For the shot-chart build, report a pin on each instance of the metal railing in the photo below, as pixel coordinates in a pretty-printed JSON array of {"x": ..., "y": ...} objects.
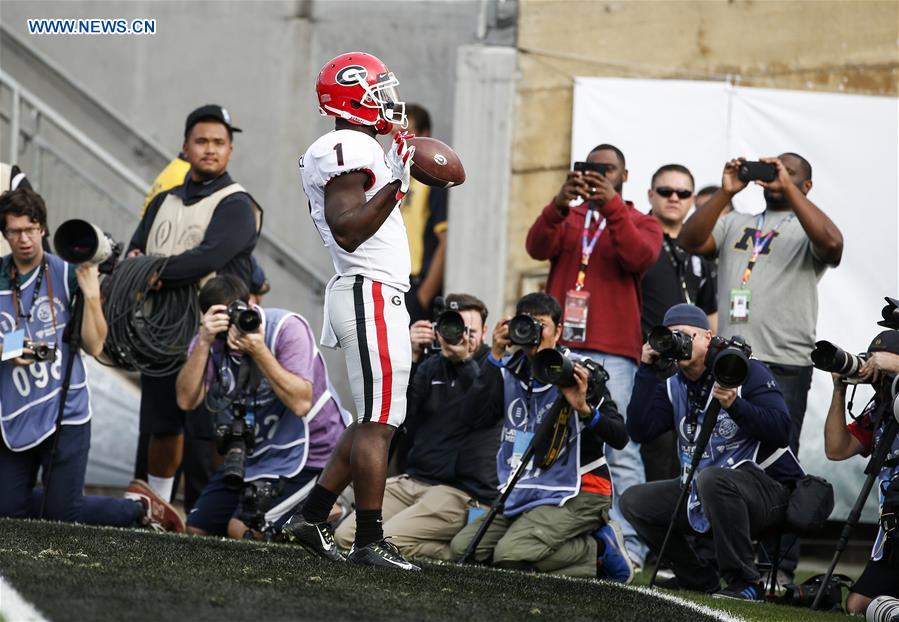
[{"x": 79, "y": 177}]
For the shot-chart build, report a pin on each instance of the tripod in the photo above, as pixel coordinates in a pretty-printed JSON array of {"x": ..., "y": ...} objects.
[
  {"x": 705, "y": 433},
  {"x": 875, "y": 465},
  {"x": 72, "y": 336}
]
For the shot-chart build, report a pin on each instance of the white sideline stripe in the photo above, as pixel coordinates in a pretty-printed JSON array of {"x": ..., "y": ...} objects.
[
  {"x": 15, "y": 608},
  {"x": 689, "y": 604}
]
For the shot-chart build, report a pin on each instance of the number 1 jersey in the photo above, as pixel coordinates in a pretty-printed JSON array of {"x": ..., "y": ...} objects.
[{"x": 384, "y": 257}]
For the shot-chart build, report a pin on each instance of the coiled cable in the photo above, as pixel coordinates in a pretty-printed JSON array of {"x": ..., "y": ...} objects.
[{"x": 150, "y": 328}]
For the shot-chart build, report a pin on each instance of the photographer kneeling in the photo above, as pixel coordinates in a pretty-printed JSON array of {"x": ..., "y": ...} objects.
[
  {"x": 739, "y": 489},
  {"x": 38, "y": 293},
  {"x": 842, "y": 441},
  {"x": 258, "y": 374},
  {"x": 547, "y": 519}
]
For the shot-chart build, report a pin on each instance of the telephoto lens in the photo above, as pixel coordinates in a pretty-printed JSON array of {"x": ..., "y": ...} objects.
[
  {"x": 672, "y": 345},
  {"x": 451, "y": 327},
  {"x": 244, "y": 317},
  {"x": 553, "y": 367},
  {"x": 525, "y": 330},
  {"x": 728, "y": 361},
  {"x": 829, "y": 357},
  {"x": 883, "y": 609}
]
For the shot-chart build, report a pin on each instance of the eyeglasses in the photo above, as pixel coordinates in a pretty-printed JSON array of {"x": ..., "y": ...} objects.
[
  {"x": 31, "y": 232},
  {"x": 665, "y": 191}
]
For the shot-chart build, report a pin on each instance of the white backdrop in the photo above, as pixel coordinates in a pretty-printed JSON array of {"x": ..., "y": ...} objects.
[{"x": 851, "y": 142}]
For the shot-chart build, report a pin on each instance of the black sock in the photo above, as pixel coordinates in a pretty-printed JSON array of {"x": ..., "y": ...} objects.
[
  {"x": 318, "y": 504},
  {"x": 368, "y": 527}
]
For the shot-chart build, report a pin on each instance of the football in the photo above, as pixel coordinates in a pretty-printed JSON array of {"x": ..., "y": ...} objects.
[{"x": 435, "y": 163}]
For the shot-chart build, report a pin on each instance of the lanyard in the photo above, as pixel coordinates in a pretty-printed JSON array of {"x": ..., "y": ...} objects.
[
  {"x": 761, "y": 242},
  {"x": 17, "y": 292},
  {"x": 678, "y": 263},
  {"x": 587, "y": 247},
  {"x": 696, "y": 399}
]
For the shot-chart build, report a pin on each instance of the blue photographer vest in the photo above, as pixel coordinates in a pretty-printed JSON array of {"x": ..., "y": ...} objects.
[
  {"x": 29, "y": 396},
  {"x": 728, "y": 447},
  {"x": 885, "y": 475},
  {"x": 524, "y": 411},
  {"x": 282, "y": 438}
]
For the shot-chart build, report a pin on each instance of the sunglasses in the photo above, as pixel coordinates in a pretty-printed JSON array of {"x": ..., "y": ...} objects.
[{"x": 665, "y": 191}]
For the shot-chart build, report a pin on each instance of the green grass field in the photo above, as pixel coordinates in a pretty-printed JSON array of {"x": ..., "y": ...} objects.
[{"x": 81, "y": 573}]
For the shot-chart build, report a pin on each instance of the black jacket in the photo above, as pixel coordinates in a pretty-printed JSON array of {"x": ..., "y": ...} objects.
[
  {"x": 227, "y": 245},
  {"x": 489, "y": 407},
  {"x": 449, "y": 445}
]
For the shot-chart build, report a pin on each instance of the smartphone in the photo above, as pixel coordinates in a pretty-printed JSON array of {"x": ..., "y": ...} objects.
[
  {"x": 596, "y": 167},
  {"x": 762, "y": 171}
]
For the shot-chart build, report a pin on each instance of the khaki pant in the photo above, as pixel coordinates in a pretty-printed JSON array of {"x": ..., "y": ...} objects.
[
  {"x": 419, "y": 518},
  {"x": 547, "y": 538}
]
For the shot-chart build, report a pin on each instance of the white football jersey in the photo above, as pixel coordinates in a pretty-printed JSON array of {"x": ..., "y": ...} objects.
[{"x": 384, "y": 257}]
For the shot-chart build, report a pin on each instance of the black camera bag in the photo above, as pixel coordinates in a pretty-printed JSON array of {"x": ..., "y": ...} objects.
[{"x": 811, "y": 503}]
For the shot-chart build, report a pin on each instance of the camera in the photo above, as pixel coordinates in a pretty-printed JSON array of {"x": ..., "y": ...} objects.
[
  {"x": 525, "y": 330},
  {"x": 448, "y": 323},
  {"x": 672, "y": 345},
  {"x": 257, "y": 498},
  {"x": 596, "y": 167},
  {"x": 78, "y": 241},
  {"x": 829, "y": 357},
  {"x": 242, "y": 315},
  {"x": 235, "y": 440},
  {"x": 728, "y": 360},
  {"x": 40, "y": 351},
  {"x": 551, "y": 366},
  {"x": 883, "y": 609},
  {"x": 762, "y": 171}
]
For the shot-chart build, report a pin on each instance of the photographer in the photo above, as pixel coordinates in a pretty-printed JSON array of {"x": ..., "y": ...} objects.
[
  {"x": 599, "y": 247},
  {"x": 207, "y": 225},
  {"x": 276, "y": 373},
  {"x": 740, "y": 488},
  {"x": 451, "y": 465},
  {"x": 37, "y": 294},
  {"x": 547, "y": 520},
  {"x": 769, "y": 265},
  {"x": 842, "y": 441}
]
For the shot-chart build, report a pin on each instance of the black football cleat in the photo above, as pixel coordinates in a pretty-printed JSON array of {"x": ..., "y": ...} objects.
[
  {"x": 315, "y": 538},
  {"x": 381, "y": 553}
]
+--
**Exercise requirements:** Copy out all the entries exactly. Images stay out of the copy.

**Correct result:**
For the shot-chart build, report a pin on each instance of the metal railing in the photo below, as pixel coordinates in a pretty-printed JSON array of {"x": ..., "y": ...} objects.
[{"x": 79, "y": 177}]
For the shot-chart build, report a pin on each instance of the tripod in the photo above, as pixel coordinates in a pretty-printed JSON array of {"x": ..., "y": ...} objects.
[
  {"x": 705, "y": 433},
  {"x": 875, "y": 465},
  {"x": 72, "y": 336}
]
For the shot-chart build, report a pin on each instance of the white sideline stripe in the photo above, as pixel coordinates in a pretty-printed JSON array of {"x": ..., "y": ...} objects.
[
  {"x": 15, "y": 608},
  {"x": 689, "y": 604}
]
For the shot-chart build, report a pin on each instance of the number 1 jersey in the photo above, as pixel coordinates in a pretty-printed JSON array of {"x": ..., "y": ...} objects.
[{"x": 384, "y": 257}]
For the shot-chart build, report a pin on each instance of the coiled cable in the photo above, as pixel coordinates in a pretty-printed JSON array of {"x": ..., "y": ...} objects.
[{"x": 150, "y": 328}]
For the shot-chart build, report a pin on each instance of the photographer kneeling in the photo above, as pixel coordinates in a pretty-printed JSON array of {"x": ..., "y": ...} objects.
[
  {"x": 739, "y": 489},
  {"x": 38, "y": 293},
  {"x": 842, "y": 441},
  {"x": 258, "y": 374},
  {"x": 547, "y": 519}
]
For the shot-chart build, report a pin on each instance of the telephoto lens in the photo above, as pixel coordinates in a pretty-printed JSON array of {"x": ..., "y": ...} objects.
[
  {"x": 672, "y": 345},
  {"x": 451, "y": 327},
  {"x": 244, "y": 317},
  {"x": 553, "y": 367},
  {"x": 525, "y": 330},
  {"x": 728, "y": 361},
  {"x": 829, "y": 357},
  {"x": 883, "y": 609}
]
For the shot-chart build, report a pin on each instance of the eyeglasses in the photo above, as pixel coordinates in a pretty-printed JSON array of {"x": ..., "y": ...} objects.
[
  {"x": 31, "y": 232},
  {"x": 665, "y": 191}
]
For the shot-chart build, report a pin on each instance of the white backdrop in the photo above, as pixel coordinates in a pretty-printed JSON array of {"x": ..., "y": ...} objects.
[{"x": 851, "y": 142}]
For the shot-chart build, report a pin on each instance of the black sock in the photo above, as pixel coordinates in a pretty-printed JSON array of {"x": ..., "y": ...} objects.
[
  {"x": 318, "y": 504},
  {"x": 368, "y": 527}
]
For the shot-chart build, report a pin on each instance of the football in the photo above, as pixel coordinates in a pretty-printed JSON array of {"x": ..., "y": ...} objects.
[{"x": 435, "y": 163}]
For the shot-chart build, report a pin on each instance of the lanyard in the photo above, as pixel coordinates in a pretty-printed JSON array of {"x": ..., "y": ...} objects.
[
  {"x": 761, "y": 242},
  {"x": 17, "y": 292},
  {"x": 678, "y": 263},
  {"x": 587, "y": 247},
  {"x": 696, "y": 399}
]
For the shot-chart build, report a pin on each instance of the blue photographer vest in the photo above, as pixel coordinates in a pretty-printed JSON array of {"x": ..., "y": ...} objects.
[
  {"x": 29, "y": 396},
  {"x": 728, "y": 447},
  {"x": 885, "y": 475},
  {"x": 524, "y": 411},
  {"x": 282, "y": 438}
]
For the shot-chart build, report a pin on each instance of the sunglasses in the photo above, as pixel coordinates in a pretty-printed JSON array of {"x": ..., "y": ...} objects.
[{"x": 665, "y": 191}]
For the shot-chart build, report a pin on each instance of the green grass field in the photo above, as pixel coordinates in a pretty-printed JSON array of {"x": ..., "y": ...} objects.
[{"x": 81, "y": 573}]
For the shot-chart build, report a pin on each instance of the black jacket in the photo above, as pixel coordinates in a pretty-printed JSON array of {"x": ..., "y": ...} objects.
[
  {"x": 227, "y": 245},
  {"x": 489, "y": 407},
  {"x": 449, "y": 445}
]
For the shot-chart build, report a pin on each instance of the smartphone in the photo above, as pixel coordinates in a pretty-printed JSON array of {"x": ..., "y": ...} objects.
[
  {"x": 596, "y": 167},
  {"x": 762, "y": 171}
]
For the shot-chart build, report a pin on each instance of the khaki pant in the photo above, as pixel coordinates in a pretty-printed JSON array of {"x": ..., "y": ...} objects.
[
  {"x": 419, "y": 518},
  {"x": 547, "y": 538}
]
For the shot-chart build, report a pin on each instance of the white football jersey in the photo above, as pixel coordinates in a pretty-printed JSON array of {"x": ..., "y": ...} objects.
[{"x": 384, "y": 257}]
For the shot-chart build, report a pin on each instance of the black camera bag in the photo above, as pixel coordinates in a pretty-printed JSON array of {"x": ..., "y": ...} objects.
[{"x": 811, "y": 503}]
For the shot-chart build, report a pin on each instance of the camera in the photo above, as pixel coordinates in a pretty-printed JSON array of {"x": ..., "y": ...} objects.
[
  {"x": 525, "y": 330},
  {"x": 448, "y": 323},
  {"x": 672, "y": 345},
  {"x": 257, "y": 498},
  {"x": 596, "y": 167},
  {"x": 78, "y": 241},
  {"x": 829, "y": 357},
  {"x": 242, "y": 315},
  {"x": 235, "y": 440},
  {"x": 728, "y": 360},
  {"x": 40, "y": 351},
  {"x": 551, "y": 366},
  {"x": 883, "y": 609},
  {"x": 762, "y": 171}
]
For the shot-chart build, report a pin on each instance of the photographer in the photo above, as pixel coordinates in a pretty-printed JSON array of {"x": ..., "y": ...} objects.
[
  {"x": 599, "y": 247},
  {"x": 207, "y": 225},
  {"x": 276, "y": 373},
  {"x": 740, "y": 488},
  {"x": 451, "y": 465},
  {"x": 37, "y": 294},
  {"x": 547, "y": 520},
  {"x": 769, "y": 265},
  {"x": 842, "y": 441}
]
For the shot-chart build, report a pin on each instance of the black football cleat in the photo above, as pixel coordinates in a pretty-printed JSON array of {"x": ..., "y": ...} objects.
[
  {"x": 315, "y": 538},
  {"x": 381, "y": 553}
]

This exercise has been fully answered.